Página:
+ + +
Outra raça que vive perto de rios e se molda aos ambientes, migrando de tempos em tempos, é a dos Hobbits, porém na literatura de Tolkien não há maiores informações sobre sua genealogia, ou sobre quando surgiram em Arda.
Sabendo que os anões haviam sido criados, Yavanna criou os Ents para protegerem suas árvores, permitindo assim que o equilíbrio fosse restaurado em Arda após Aulë ter realizado algo que não estava previsto na Canção.
- Orcs, a Razão e o Fogo. Melkor aprisionou e torturou alguns elfos, no início da história de Arda, e assim eles se tornaram Orcs. São descritos como maus e cruéis, porém são mestres na manufatura de máquinas e engenhos, principalmente relacionados à guerra. Estão relacionados à conquista e à invasão de regiões inteiras, mas também consistem em um vetor de mudança, que permite a evolução e a ramificação das raças, além da expansão para novos territórios. Representam os aspectos mentais da lógica e da razão puras, que devem ser controladas para que não causem danos, e não sejam usadas de forma puramente maléfica.
Há ainda uma ramificação da raça dos Orcs chamada de Uruk-Hai, com maior estatura e mais inteligente. Os instintos e a razão descontrolados foram dominados e conseguem desenvolver estratégias mais elaboradas — porém ainda voltadas para a guerra, sobretudo devido ao controle de líderes perversos.
- Anões, a Sensação e a Terra. Criados e escondidos nas profundezas das montanhas por Aulë, os anões foram descobertos por Eru, que logo se zangou ao ver que um dos Valar havia criado formas de vida, uma vez que esta tarefa era reservada a ele e somente poderia ocorrer mediante o planejamento da Música Primordial. Eru mandou que Aulë os esmagasse com seu martelo; porém, ao ver que eles haviam adquirido vida, e que tinham aprendido a linguagem que Aulë desenvolveu para eles, ficou com pena, e permitiu que vivessem (esta passagem se assemelha à do Abraão bíblico, ao não sacrificar seu filho Isaque). Eles deveriam, porém, ficar adormecidos no subterrâneo até a chegada dos primeiros filhos em Arda, os elfos. Representam os aspectos físicos, como a saúde do corpo e os bens materiais, além dos metais e das riquezas ctônias. São decididos e intransigentes, porém firmes e seguros.
+ + +
Tarefa proposta:
Por favor, transcreva do texto sobre as raças de Arda o trecho que vai de "Sabendo que os" até "forma puramente maléfica.".

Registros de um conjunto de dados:
+ + +
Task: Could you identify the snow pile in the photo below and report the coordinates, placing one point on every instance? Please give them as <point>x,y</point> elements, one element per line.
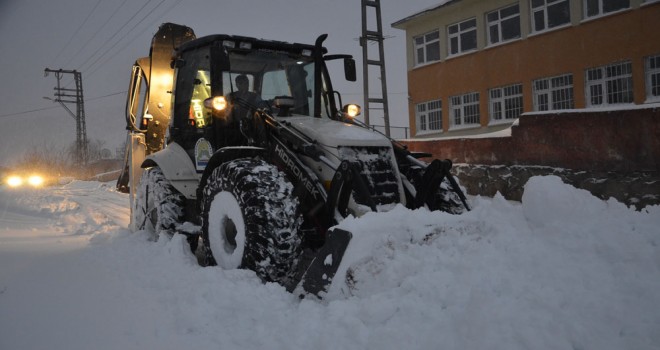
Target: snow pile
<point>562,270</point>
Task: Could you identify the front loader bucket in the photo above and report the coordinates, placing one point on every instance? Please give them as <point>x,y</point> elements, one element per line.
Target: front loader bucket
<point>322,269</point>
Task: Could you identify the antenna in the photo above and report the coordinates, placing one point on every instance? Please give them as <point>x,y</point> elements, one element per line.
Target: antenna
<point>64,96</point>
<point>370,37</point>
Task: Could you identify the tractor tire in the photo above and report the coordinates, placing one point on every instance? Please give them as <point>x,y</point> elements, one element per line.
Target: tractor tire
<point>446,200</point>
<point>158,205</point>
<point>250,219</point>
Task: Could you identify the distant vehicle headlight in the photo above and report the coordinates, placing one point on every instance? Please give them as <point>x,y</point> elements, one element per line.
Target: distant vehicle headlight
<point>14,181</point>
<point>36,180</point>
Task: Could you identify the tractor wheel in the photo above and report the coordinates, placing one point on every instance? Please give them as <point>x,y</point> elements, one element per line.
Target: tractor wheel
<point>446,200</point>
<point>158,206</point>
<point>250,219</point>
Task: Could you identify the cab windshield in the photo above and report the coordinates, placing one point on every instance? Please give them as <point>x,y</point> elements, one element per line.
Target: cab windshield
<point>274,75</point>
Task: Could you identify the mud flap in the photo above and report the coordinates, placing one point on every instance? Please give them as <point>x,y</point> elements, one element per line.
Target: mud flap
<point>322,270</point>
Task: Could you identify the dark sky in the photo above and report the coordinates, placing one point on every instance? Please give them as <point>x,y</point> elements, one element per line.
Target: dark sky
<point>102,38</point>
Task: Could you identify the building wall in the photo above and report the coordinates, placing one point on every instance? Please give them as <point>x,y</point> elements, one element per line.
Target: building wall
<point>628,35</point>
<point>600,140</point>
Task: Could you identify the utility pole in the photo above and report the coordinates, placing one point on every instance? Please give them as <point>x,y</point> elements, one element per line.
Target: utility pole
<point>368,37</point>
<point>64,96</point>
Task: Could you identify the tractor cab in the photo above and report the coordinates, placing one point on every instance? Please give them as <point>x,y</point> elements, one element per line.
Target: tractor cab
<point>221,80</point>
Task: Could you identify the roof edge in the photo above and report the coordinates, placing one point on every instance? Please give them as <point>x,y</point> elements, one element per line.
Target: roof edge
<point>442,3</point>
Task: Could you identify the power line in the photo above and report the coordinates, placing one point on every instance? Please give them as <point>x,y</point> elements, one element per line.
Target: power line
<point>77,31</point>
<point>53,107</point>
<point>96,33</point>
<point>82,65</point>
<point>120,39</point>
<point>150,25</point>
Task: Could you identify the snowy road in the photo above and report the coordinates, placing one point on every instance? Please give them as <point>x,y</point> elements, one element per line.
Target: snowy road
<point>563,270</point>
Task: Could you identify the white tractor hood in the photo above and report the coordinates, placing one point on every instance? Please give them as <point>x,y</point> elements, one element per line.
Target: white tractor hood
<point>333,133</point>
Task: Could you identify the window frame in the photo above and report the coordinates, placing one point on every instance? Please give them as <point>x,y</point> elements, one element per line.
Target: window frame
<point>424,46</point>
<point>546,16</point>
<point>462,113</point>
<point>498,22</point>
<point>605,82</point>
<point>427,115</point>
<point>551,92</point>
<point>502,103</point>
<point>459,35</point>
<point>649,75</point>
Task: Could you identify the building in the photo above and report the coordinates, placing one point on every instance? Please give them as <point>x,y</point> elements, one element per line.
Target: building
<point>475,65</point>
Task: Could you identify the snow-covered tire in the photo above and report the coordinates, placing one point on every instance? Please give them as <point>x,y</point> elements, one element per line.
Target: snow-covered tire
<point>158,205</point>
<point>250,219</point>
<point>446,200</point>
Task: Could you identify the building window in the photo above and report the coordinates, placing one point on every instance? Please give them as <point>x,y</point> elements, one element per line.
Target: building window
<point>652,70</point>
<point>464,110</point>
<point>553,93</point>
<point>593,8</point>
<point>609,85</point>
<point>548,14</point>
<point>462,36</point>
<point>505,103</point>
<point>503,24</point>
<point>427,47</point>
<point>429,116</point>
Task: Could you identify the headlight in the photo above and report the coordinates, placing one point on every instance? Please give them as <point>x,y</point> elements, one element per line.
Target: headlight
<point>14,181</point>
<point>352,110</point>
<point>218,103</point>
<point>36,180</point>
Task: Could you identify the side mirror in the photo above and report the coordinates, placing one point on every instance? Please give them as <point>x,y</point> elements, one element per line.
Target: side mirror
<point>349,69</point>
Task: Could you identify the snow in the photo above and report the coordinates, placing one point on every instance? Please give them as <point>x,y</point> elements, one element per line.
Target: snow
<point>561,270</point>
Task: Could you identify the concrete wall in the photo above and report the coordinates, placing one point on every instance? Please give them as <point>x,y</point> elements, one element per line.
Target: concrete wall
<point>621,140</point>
+ + +
Resposta escrita:
Sabendo que os anões haviam sido criados, Yavanna criou os Ents para protegerem suas árvores, permitindo assim que o equilíbrio fosse restaurado em Arda após Aulë ter realizado algo que não estava previsto na Canção.
- Orcs, a Razão e o Fogo. Melkor aprisionou e torturou alguns elfos, no início da história de Arda, e assim eles se tornaram Orcs. São descritos como maus e cruéis, porém são mestres na manufatura de máquinas e engenhos, principalmente relacionados à guerra. Estão relacionados à conquista e à invasão de regiões inteiras, mas também consistem em um vetor de mudança, que permite a evolução e a ramificação das raças, além da expansão para novos territórios. Representam os aspectos mentais da lógica e da razão puras, que devem ser controladas para que não causem danos, e não sejam usadas de forma puramente maléfica.